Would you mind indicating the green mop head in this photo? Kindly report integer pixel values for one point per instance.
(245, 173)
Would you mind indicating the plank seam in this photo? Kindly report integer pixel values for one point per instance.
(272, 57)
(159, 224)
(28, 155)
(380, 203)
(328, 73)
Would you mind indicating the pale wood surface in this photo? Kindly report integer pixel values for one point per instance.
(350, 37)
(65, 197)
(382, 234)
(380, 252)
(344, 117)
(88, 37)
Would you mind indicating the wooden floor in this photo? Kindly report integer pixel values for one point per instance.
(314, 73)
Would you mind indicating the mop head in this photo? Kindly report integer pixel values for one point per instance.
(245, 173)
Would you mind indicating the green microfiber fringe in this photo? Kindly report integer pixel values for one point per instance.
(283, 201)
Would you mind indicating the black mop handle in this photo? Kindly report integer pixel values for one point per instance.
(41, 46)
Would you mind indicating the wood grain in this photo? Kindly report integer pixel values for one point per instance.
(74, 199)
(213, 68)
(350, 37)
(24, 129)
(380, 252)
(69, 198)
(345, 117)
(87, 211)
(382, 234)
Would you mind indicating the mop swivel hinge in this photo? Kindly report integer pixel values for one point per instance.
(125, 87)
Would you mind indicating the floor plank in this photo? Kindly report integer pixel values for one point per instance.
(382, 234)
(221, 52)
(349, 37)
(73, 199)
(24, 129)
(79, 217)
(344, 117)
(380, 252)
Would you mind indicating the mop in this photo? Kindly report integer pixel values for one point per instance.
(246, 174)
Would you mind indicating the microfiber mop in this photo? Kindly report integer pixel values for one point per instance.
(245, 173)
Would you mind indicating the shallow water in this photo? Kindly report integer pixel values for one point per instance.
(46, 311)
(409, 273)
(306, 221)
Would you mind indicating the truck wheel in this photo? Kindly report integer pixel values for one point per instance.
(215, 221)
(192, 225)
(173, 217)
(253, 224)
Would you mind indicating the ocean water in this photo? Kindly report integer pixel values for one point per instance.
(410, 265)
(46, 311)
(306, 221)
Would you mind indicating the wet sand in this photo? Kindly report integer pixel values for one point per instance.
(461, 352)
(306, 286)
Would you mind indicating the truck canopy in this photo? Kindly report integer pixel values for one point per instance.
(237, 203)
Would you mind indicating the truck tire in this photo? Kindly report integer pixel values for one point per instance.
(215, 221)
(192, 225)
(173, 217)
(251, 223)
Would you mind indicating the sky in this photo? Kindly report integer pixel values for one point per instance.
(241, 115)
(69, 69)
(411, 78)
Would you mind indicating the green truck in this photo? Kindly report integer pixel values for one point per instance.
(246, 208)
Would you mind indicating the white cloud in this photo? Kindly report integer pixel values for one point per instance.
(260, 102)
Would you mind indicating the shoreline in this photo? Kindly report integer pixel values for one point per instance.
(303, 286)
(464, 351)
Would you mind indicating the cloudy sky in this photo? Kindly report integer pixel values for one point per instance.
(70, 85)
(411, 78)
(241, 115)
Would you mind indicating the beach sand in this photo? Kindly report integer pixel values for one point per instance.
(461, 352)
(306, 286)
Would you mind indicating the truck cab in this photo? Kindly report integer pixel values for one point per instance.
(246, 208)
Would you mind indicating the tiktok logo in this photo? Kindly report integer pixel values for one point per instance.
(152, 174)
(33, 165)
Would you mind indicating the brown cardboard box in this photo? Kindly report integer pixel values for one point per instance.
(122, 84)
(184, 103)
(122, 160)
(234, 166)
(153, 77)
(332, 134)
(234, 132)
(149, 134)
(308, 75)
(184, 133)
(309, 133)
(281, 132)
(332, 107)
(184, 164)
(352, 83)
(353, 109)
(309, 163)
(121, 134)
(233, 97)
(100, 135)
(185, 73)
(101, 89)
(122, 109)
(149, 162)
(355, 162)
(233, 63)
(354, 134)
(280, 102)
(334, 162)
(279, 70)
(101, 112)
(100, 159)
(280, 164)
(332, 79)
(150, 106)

+++

* EXERCISE BRIEF *
Reproduce the records exactly, keeping every line.

* WORKED SOLUTION *
Would you mind indicating the green mop head in this photo? Kindly report integer pixel values for one point per instance.
(245, 173)
Would you mind indicating the plank seam in this photo? Kindly report integer pixel values for one point per instance.
(272, 57)
(159, 224)
(28, 155)
(380, 203)
(328, 73)
Would you mind indicating the pale wood surface in this photo? Kindly report integer pixel values for one point per instance.
(350, 37)
(65, 197)
(382, 234)
(380, 252)
(344, 117)
(88, 37)
Would you mind indicating the wooden floor in this photo? Kindly report integer pixel values for one point per instance.
(314, 73)
Would you mind indicating the mop head in this photo? Kindly report integer pixel values for one point per instance.
(245, 173)
Would you mind indicating the green microfiber fringe in this photo? Kindly report integer pixel values for one point per instance.
(283, 201)
Would you mind indicating the black mop handle in this photo? Kindly report integer pixel values for one point per instance.
(41, 46)
Would you mind indicating the wood grain in this photo? Kindly report integer pixel values for one point per instance.
(74, 199)
(213, 68)
(350, 37)
(24, 129)
(380, 252)
(69, 198)
(345, 117)
(87, 211)
(382, 234)
Would you mind indicating the mop swivel hinge in this photo? Kindly report integer pixel values for one point per instance.
(125, 87)
Would you mind indicating the floor plank in this photo? Kindly report integer pixel values for one point per instance.
(382, 234)
(221, 52)
(349, 37)
(73, 199)
(24, 129)
(79, 217)
(344, 117)
(380, 252)
Would you mind indicating the mop in this photo? Kindly report integer pixel values for one point per instance.
(246, 174)
Would you mind indicating the microfiber mop in this photo? Kindly report integer pixel values for one point per instance.
(245, 173)
Would you mind indicating the shallow water in this photo? Kindly report integer pixel values for one point per instance.
(46, 311)
(409, 273)
(306, 221)
Would you mind indicating the truck wheel in this photo? Kindly report integer pixel values for one point per instance.
(215, 221)
(192, 225)
(173, 217)
(253, 224)
Would you mind indicating the ocean water in this photo? Kindly report integer pixel values for one point per instance.
(410, 265)
(46, 311)
(306, 221)
Would you mind indicating the wet sand in this photo? Kindly report integer pixel values for one point per instance.
(461, 352)
(306, 286)
Would you mind indicating the truck canopy in this photo? Kindly report integer pixel values for one point per instance.
(237, 203)
Would you mind indicating the truck tire in this photo? Kindly report integer pixel values for one point per instance.
(215, 221)
(192, 225)
(173, 217)
(251, 223)
Would you mind indicating the sky in this photo? Kindly report integer pixel values for one point per instance.
(241, 115)
(69, 69)
(411, 78)
Would you mind indicating the green truck in this photo? Kindly report integer pixel values for one point per instance.
(246, 208)
Would you mind indicating the white cloud in this photo? Kindly report integer pixel values for one point per instance.
(260, 102)
Would you mind indicating the shoreline in this photo? Kindly report integer pixel values for one point per instance.
(303, 286)
(464, 351)
Would you mind indicating the cloudy sky in this photo? Kindly report integer pixel values for one point per instance.
(70, 85)
(411, 78)
(241, 115)
Would you mind indicating the beach sand in this photo? Kindly report integer pixel values for one point per instance.
(461, 352)
(306, 286)
Would you mind indicating the truck cab in this photo? Kindly report integer pixel values for one point per instance.
(246, 208)
Would you mind indicating the tiktok logo in this photo? Kindly report integer pixel values for one point per instance.
(152, 174)
(33, 165)
Would you mind indicating the brown cardboard box in this photo? Kindly report integer pixel values for one point per instance.
(122, 84)
(184, 103)
(122, 160)
(234, 166)
(153, 77)
(332, 134)
(234, 132)
(149, 134)
(308, 75)
(184, 133)
(309, 133)
(281, 132)
(332, 107)
(184, 164)
(352, 83)
(353, 109)
(309, 163)
(121, 134)
(233, 97)
(100, 135)
(185, 73)
(101, 89)
(122, 109)
(149, 162)
(355, 162)
(233, 63)
(354, 134)
(280, 102)
(334, 162)
(279, 70)
(101, 112)
(100, 159)
(280, 164)
(332, 79)
(150, 106)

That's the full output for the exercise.